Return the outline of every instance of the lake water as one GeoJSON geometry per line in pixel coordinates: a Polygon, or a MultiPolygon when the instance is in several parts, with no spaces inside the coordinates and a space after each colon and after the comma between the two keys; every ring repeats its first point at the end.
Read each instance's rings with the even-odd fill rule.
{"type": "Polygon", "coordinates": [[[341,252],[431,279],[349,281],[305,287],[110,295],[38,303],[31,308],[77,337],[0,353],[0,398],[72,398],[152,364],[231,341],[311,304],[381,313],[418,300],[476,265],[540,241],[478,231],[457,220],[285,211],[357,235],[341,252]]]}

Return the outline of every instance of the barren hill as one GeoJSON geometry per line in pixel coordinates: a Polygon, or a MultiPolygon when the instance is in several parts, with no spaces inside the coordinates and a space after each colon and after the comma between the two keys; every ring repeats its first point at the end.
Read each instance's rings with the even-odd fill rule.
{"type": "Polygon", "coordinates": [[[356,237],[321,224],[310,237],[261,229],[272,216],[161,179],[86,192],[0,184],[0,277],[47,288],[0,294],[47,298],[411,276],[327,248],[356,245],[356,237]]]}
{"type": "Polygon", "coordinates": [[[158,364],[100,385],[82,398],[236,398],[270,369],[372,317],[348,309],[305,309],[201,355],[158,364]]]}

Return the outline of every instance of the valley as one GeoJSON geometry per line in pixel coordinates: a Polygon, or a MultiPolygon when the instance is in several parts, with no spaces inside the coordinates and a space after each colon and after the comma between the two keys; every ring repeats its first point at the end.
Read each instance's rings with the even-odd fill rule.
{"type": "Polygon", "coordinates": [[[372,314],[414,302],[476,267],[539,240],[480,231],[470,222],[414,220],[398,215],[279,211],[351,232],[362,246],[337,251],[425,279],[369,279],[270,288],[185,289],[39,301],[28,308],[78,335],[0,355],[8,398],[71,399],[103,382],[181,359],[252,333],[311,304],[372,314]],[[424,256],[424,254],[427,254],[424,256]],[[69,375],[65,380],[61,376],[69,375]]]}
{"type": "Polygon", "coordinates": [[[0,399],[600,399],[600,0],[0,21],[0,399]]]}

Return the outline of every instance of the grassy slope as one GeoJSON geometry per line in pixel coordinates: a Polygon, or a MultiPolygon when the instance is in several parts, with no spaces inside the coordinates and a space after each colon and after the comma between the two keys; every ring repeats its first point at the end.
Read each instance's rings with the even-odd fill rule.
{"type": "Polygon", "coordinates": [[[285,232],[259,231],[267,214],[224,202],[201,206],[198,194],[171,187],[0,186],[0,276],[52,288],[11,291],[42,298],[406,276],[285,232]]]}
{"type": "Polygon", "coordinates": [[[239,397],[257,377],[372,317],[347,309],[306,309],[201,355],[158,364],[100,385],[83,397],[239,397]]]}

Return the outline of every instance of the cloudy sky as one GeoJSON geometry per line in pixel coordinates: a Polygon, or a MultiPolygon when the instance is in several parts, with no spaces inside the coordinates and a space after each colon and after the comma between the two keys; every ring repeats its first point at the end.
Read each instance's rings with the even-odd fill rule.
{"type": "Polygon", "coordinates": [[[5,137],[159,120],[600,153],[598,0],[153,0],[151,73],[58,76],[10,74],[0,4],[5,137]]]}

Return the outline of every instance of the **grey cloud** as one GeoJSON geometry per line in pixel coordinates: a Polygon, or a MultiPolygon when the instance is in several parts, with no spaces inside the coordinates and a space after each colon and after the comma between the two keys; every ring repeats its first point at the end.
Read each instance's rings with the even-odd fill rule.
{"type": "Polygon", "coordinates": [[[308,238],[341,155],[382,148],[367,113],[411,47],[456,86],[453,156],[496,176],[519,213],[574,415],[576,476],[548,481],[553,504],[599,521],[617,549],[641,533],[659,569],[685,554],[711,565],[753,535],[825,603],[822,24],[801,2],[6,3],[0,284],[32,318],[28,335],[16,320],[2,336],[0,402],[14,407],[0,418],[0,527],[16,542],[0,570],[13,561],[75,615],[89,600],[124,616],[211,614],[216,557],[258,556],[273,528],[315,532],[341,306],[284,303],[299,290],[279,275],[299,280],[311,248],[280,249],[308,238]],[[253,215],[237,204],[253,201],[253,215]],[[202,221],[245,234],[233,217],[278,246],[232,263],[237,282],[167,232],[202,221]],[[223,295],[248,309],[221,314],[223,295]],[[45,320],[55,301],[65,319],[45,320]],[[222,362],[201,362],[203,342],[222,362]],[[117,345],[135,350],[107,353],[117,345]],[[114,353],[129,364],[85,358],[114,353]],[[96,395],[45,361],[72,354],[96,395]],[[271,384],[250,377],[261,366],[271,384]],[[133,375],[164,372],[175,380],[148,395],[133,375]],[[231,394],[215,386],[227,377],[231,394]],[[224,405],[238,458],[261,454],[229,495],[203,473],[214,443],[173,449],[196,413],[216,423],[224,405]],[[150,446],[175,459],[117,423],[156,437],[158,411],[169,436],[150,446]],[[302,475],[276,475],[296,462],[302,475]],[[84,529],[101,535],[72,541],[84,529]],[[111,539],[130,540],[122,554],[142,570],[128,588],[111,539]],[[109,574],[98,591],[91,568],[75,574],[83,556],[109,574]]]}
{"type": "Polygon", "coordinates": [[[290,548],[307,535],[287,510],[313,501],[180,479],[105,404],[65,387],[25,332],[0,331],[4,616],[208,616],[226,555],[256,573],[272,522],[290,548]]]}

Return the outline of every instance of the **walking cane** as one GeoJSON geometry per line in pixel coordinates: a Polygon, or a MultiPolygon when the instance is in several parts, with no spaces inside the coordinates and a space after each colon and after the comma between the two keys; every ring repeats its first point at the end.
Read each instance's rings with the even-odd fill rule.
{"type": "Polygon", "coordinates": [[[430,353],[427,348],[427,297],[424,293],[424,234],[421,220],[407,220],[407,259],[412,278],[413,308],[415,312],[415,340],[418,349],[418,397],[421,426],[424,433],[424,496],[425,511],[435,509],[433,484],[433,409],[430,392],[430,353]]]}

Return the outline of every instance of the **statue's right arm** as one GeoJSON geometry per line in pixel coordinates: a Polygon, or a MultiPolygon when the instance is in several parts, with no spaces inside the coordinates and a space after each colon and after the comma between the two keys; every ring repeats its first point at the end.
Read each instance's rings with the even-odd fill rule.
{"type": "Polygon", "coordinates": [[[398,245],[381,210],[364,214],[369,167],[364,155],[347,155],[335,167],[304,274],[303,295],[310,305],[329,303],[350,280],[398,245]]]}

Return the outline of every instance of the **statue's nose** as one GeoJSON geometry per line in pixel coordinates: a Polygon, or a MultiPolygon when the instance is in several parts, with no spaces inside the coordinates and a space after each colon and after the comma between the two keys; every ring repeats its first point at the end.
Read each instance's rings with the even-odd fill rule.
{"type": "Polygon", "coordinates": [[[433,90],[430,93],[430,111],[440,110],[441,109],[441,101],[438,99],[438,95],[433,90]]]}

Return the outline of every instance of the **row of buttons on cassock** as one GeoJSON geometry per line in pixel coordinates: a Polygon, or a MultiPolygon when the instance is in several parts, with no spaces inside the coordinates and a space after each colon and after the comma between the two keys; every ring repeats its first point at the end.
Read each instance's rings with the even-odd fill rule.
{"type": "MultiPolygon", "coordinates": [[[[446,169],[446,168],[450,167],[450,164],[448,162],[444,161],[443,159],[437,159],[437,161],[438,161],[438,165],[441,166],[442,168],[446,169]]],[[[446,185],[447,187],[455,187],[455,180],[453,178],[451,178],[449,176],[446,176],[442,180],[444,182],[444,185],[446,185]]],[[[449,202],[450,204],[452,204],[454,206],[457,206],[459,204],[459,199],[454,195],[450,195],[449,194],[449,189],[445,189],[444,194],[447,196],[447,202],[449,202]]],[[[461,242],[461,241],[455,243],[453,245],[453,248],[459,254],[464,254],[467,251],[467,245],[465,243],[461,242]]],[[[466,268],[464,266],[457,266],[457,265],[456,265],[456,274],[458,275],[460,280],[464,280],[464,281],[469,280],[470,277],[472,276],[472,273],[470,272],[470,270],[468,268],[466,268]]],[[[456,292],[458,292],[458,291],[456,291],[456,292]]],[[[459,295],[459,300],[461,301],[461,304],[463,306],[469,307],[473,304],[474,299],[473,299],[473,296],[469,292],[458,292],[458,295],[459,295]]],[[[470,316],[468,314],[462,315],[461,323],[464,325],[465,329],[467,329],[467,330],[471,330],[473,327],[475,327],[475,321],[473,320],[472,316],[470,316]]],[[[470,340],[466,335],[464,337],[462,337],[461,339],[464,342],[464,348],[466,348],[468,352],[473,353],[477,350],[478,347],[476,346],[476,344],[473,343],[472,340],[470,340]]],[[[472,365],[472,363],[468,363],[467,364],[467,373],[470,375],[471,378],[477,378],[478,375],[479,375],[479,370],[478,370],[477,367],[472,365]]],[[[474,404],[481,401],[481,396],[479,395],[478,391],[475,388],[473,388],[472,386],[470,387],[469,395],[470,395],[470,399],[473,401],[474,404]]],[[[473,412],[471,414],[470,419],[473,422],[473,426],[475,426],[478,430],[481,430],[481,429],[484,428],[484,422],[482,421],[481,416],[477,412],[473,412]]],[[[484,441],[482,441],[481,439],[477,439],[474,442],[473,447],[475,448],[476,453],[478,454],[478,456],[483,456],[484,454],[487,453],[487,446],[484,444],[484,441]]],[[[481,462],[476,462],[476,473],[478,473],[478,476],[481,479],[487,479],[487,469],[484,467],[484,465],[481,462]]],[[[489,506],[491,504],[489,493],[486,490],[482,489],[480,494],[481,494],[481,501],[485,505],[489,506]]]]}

□ □ □ □

# WORK TASK:
When you retype the data above, start at its first line, stop after the line containing "Return the outline of every instance of the barren", and leave out everything else.

# EXERCISE SOLUTION:
Return the outline of every instance of the lake water as one GeoJSON geometry per line in pixel coordinates: a Polygon, or a MultiPolygon when the instance is in several parts, with no spaces inside the coordinates and a space after each colon and after the comma between the two keys; every ring repeats its first point at the end.
Read each instance's rings with the even-odd fill rule.
{"type": "Polygon", "coordinates": [[[341,252],[431,279],[349,281],[305,287],[110,295],[38,303],[31,308],[77,337],[0,353],[0,398],[72,398],[152,364],[231,341],[311,304],[381,313],[418,300],[476,265],[540,241],[478,231],[457,220],[285,211],[357,235],[341,252]]]}

Return the outline of every instance of the barren hill as one GeoJSON geometry per line in pixel coordinates: a Polygon, or a MultiPolygon when the instance is in several parts, with no spaces inside the coordinates and a space after each colon and after the comma between the two keys; every ring repeats its first point at the end.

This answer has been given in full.